§ Do this
Rewrite the entries below, replacing each "drop a marker" with "place a point" and changing nothing else.

§ Working data
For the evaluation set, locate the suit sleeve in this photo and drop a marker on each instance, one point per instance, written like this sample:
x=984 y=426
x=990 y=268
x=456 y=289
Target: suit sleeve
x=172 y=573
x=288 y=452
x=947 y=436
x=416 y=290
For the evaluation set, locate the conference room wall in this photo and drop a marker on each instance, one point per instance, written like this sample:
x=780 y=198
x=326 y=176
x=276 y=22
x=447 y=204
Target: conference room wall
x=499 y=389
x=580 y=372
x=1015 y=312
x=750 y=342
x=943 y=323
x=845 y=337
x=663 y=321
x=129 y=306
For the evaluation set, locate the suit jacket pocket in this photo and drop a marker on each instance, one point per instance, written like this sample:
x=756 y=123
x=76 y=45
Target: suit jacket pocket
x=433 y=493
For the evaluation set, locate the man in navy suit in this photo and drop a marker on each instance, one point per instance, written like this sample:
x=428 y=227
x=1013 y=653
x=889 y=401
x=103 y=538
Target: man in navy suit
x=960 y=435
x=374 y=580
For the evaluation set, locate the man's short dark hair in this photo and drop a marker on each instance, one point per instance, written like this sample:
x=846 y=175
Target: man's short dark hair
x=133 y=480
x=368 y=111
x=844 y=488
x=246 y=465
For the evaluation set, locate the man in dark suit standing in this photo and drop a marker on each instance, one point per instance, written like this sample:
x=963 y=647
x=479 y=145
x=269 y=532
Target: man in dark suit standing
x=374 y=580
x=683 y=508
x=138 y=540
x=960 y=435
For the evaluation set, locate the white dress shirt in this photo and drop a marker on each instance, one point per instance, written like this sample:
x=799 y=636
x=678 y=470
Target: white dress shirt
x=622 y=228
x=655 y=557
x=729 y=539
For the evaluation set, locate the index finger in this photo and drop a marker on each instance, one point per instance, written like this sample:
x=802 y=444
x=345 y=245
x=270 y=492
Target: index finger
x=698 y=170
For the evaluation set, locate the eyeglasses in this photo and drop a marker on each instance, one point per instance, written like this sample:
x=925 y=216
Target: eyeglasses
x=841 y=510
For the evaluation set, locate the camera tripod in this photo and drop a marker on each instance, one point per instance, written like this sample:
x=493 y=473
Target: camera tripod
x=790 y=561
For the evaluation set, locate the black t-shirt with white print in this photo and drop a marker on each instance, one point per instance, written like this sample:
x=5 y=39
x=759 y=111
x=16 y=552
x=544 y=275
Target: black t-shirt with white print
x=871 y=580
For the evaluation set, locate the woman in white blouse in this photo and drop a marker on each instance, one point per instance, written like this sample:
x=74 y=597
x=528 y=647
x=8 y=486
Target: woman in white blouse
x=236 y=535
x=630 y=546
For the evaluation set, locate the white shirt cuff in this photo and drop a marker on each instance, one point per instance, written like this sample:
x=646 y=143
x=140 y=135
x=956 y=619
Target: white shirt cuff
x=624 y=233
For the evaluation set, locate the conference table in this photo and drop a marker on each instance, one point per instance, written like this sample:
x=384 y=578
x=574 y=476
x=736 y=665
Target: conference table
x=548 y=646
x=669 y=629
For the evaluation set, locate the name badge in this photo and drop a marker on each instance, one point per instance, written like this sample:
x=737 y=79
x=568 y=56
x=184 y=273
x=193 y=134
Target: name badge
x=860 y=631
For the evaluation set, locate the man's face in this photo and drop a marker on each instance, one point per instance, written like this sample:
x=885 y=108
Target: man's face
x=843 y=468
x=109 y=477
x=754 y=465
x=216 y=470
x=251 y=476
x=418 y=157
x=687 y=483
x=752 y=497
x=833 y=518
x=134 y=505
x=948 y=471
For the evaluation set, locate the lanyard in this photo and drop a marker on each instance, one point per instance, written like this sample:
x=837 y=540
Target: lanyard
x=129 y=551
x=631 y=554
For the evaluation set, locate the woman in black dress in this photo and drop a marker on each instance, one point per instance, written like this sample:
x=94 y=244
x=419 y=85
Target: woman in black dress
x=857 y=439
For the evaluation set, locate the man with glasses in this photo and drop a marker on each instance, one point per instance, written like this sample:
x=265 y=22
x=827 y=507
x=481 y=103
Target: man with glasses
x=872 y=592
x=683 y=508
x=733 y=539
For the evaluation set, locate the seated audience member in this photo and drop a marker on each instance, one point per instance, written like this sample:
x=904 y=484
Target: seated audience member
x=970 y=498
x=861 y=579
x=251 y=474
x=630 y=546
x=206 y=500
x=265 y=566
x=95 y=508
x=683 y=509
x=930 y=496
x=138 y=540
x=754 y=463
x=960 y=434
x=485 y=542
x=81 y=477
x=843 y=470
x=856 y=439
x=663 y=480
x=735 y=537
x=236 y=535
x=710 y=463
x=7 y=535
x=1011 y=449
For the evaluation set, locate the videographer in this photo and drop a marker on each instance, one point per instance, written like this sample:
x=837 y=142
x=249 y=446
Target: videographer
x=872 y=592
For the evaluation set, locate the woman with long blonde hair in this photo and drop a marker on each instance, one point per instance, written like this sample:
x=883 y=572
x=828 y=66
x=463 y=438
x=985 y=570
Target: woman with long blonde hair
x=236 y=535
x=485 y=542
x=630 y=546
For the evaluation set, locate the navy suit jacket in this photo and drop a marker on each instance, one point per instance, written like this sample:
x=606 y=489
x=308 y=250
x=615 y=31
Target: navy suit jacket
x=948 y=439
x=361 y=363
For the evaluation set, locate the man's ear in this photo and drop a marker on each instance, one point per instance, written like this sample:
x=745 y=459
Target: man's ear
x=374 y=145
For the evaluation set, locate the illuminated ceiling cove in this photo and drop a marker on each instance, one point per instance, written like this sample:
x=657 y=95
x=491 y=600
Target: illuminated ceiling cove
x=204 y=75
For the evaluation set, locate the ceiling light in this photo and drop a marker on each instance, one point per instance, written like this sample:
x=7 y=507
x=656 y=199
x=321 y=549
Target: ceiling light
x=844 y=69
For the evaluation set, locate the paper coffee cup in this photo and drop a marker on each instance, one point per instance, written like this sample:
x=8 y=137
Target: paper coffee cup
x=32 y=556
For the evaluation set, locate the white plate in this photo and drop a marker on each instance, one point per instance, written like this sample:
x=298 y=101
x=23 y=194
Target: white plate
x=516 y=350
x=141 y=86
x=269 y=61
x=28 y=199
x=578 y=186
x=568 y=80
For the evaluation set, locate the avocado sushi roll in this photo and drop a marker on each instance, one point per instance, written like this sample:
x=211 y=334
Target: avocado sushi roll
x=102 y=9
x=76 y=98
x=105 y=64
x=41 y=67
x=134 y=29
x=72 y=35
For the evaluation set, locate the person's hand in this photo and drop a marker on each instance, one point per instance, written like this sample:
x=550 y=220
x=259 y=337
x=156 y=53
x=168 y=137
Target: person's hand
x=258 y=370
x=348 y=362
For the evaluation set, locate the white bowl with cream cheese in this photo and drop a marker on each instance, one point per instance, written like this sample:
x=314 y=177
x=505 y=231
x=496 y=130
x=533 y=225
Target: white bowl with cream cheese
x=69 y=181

§ Exercise solution
For the evaluation set, locate the suit sleeve in this photo and place a point on each instance, one point per instance, written like this sample:
x=984 y=426
x=990 y=268
x=456 y=289
Target: suit sleeve
x=172 y=573
x=288 y=452
x=947 y=436
x=416 y=290
For the evaluation set, locate the conference room wall in this photo and place a point on each instance, one point per instance, written like this sample:
x=780 y=198
x=326 y=176
x=276 y=22
x=447 y=204
Target: conference room wall
x=499 y=389
x=580 y=372
x=1015 y=312
x=750 y=342
x=943 y=323
x=845 y=337
x=663 y=321
x=129 y=306
For the evaluation set, locate the suit jacket pocket in this photo and place a point on each instance, one point per instance, written like this sample:
x=756 y=123
x=76 y=45
Target: suit jacket pocket
x=433 y=493
For the evaluation set, locate the man in navy suit in this photo and place a point on each instance, one point per instance, written like this sample:
x=428 y=227
x=1013 y=653
x=889 y=401
x=103 y=538
Target: man in navy suit
x=960 y=435
x=374 y=580
For the evaluation set, locate the man's short dark hair in this photo and place a point on each instance, one point per instance, written like this sample:
x=846 y=175
Target: man's short dark hair
x=133 y=480
x=368 y=111
x=844 y=488
x=246 y=465
For the evaluation set, locate the man in dark suit standing in this photo and place a point on each instance, one point per instance, written like this sample:
x=963 y=647
x=479 y=145
x=269 y=532
Target: man in dark suit standing
x=374 y=580
x=683 y=508
x=138 y=540
x=960 y=435
For the evaluation set, locate the white dress shirt in this photo and place a point on each instance, one point per instance, written like this sample:
x=799 y=636
x=678 y=470
Target: white dress shirt
x=622 y=228
x=655 y=557
x=729 y=539
For the evaluation set, locate the index finger in this photo and place a point on each instance, one point per instance, written like this sample:
x=802 y=444
x=345 y=245
x=270 y=492
Target: index finger
x=698 y=170
For the evaluation set, locate the eyeglasses in this photo and place a point on each instance, one point per instance, written like this sample:
x=925 y=216
Target: eyeglasses
x=841 y=510
For the evaluation set, locate the camera tripod in this photo and place a point on each instance, one point per instance, written like this sample:
x=493 y=473
Target: camera tripod
x=790 y=561
For the evaluation set, locate the black t-shirt with white print in this photo and place a point on each instance, one point per instance, written like this sample:
x=5 y=39
x=759 y=111
x=16 y=552
x=544 y=275
Target: black t-shirt with white print
x=871 y=580
For the evaluation set, locate the woman in white blouse in this photo and place a point on each instance, one point per instance, written like this sample:
x=74 y=597
x=528 y=647
x=8 y=486
Target: woman in white blouse
x=236 y=535
x=630 y=546
For the evaluation set, locate the white shirt cuff in this photo and place a point on each instance, one point per instance, written like this sample:
x=646 y=143
x=140 y=135
x=956 y=619
Target: white shirt cuff
x=624 y=233
For the evaluation set, locate the conference table in this photo and place a point on each instance, one point per instance, written like this sample:
x=384 y=578
x=574 y=476
x=736 y=665
Target: conference table
x=548 y=646
x=669 y=629
For the evaluation set, locate the name badge in this photo and place a point on each instance, one point per instance, written like this sample:
x=737 y=79
x=568 y=56
x=184 y=273
x=193 y=134
Target: name badge
x=860 y=631
For the evaluation set, locate the man's face in this photo and place a point on each instance, one point per instance, written like this sample:
x=885 y=108
Target: man's face
x=843 y=468
x=109 y=477
x=754 y=465
x=216 y=470
x=251 y=476
x=418 y=157
x=687 y=483
x=752 y=497
x=833 y=518
x=134 y=505
x=948 y=471
For the evaluation set, locate the lanyard in this photo and place a point on each instance, one point per instance, written like this sample:
x=837 y=540
Target: lanyard
x=129 y=551
x=631 y=554
For the evaluation set, locate the woman in black dress in this photo and place a point on each instance, one point per instance, written like this sample:
x=94 y=244
x=419 y=85
Target: woman in black dress
x=857 y=439
For the evaluation set, locate the man with glasses in this photo and place a point on each instance, one point per instance, written like this sample:
x=265 y=22
x=827 y=507
x=481 y=103
Target: man with glasses
x=872 y=592
x=683 y=508
x=733 y=539
For the evaluation set, locate the seated audience member in this photo and place a point on each instance, one point per instance, written like this sample:
x=904 y=484
Target: seated audience member
x=970 y=498
x=861 y=579
x=251 y=474
x=630 y=546
x=206 y=500
x=265 y=566
x=95 y=508
x=683 y=509
x=930 y=496
x=138 y=540
x=754 y=463
x=960 y=434
x=485 y=542
x=81 y=477
x=843 y=470
x=856 y=439
x=663 y=480
x=735 y=537
x=236 y=535
x=710 y=463
x=7 y=535
x=1011 y=449
For the evaluation set, locate the videographer in this photo and place a point on each instance, one point per instance, written like this sample:
x=837 y=142
x=249 y=446
Target: videographer
x=872 y=592
For the evaluation set, locate the woman with long blonde hair in this photo and place a point on each instance, one point per instance, written like this sample:
x=883 y=572
x=828 y=66
x=463 y=438
x=985 y=570
Target: woman with long blonde hair
x=236 y=535
x=485 y=542
x=630 y=546
For the evaluation set, locate the navy suit jacket in this photo and place a point on each instance, one point per instance, written like this sample:
x=606 y=489
x=308 y=250
x=615 y=31
Target: navy suit jacket
x=948 y=439
x=361 y=363
For the evaluation set, locate the man's ear in this photo and place a point on each instance, one point per instance, written like this sample:
x=745 y=459
Target: man's ear
x=374 y=145
For the evaluation set, locate the illuminated ceiling cove in this photo and place a point on each instance, one point per instance, written like this sample:
x=657 y=95
x=491 y=600
Target: illuminated ceiling cove
x=204 y=75
For the evaluation set, locate the ceiling light in this photo and place a point on each instance, one point per instance, written like this sample:
x=7 y=507
x=656 y=199
x=321 y=549
Target: ceiling light
x=844 y=69
For the evaluation set, locate the paper coffee cup in this photo and place a point on each instance, one point per instance, written like this sample:
x=8 y=137
Target: paper coffee cup
x=32 y=556
For the evaluation set, locate the white plate in this photo and place a point on each instance, one point per instance, written like this sample:
x=298 y=101
x=23 y=194
Target: white plate
x=516 y=350
x=141 y=86
x=269 y=61
x=28 y=199
x=578 y=186
x=568 y=80
For the evaluation set, locate the avocado sushi roll in this photo and place a point on each instance, one point per instance, written like this sample:
x=211 y=334
Target: avocado sushi roll
x=102 y=9
x=76 y=98
x=105 y=64
x=41 y=67
x=134 y=29
x=72 y=35
For the evaluation set, locate the person's hand in this photo and place a point on each instance, one point per instance, written like this sample:
x=550 y=220
x=259 y=337
x=156 y=53
x=168 y=137
Target: person's hand
x=258 y=370
x=348 y=362
For the evaluation set, locate the white bowl with cream cheese in this photo and place a point on each instance, one point per instance, written like this sample:
x=314 y=177
x=505 y=231
x=496 y=130
x=533 y=225
Target: white bowl with cream cheese
x=69 y=181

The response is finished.